Stored data:
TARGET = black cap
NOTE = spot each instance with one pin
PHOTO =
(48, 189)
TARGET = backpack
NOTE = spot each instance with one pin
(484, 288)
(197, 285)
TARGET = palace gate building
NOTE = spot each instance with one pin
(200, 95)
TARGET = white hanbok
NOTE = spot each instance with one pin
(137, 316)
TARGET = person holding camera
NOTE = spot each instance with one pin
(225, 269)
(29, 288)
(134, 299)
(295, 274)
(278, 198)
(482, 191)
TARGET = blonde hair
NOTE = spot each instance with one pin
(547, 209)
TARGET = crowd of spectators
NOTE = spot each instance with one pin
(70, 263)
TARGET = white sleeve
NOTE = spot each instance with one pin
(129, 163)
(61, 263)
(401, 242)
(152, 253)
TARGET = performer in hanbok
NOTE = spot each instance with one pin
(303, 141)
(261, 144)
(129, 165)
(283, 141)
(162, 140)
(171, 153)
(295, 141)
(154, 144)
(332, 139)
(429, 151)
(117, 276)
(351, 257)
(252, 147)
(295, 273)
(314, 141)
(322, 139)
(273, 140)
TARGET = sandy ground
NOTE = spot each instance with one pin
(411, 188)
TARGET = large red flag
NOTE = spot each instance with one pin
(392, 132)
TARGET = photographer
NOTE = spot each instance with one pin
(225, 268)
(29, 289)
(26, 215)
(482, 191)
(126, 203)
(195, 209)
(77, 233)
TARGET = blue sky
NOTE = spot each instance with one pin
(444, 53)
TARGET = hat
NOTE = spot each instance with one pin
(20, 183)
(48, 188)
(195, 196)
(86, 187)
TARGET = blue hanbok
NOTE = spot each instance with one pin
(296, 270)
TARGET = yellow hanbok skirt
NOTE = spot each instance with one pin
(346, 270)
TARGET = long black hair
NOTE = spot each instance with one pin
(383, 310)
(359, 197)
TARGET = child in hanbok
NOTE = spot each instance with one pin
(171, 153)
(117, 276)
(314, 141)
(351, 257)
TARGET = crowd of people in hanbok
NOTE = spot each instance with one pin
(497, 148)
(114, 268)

About this exercise: Keeping every character as it is, restate the lines above that run from the line with "TARGET = backpack" through the line with "TARGET = performer in hanbok", both included, and nothing else.

Output:
TARGET = backpack
NOTE = spot each instance with one pin
(484, 288)
(197, 285)
TARGET = palace gate building
NOTE = spot each instance with one pin
(200, 95)
TARGET = white hanbok
NOTE = spot each instance with one pin
(137, 316)
TARGET = person holding camera
NOTE = spot each instance with one pin
(225, 269)
(29, 288)
(134, 299)
(295, 274)
(278, 198)
(482, 191)
TARGET = blonde hair
NOTE = spot each instance with one pin
(547, 209)
TARGET = crowd of spectators
NOTE = spot each instance with one pin
(70, 263)
TARGET = white sleeve
NOTE = spot each instance with one pin
(129, 163)
(61, 263)
(401, 242)
(152, 253)
TARGET = performer in hanbok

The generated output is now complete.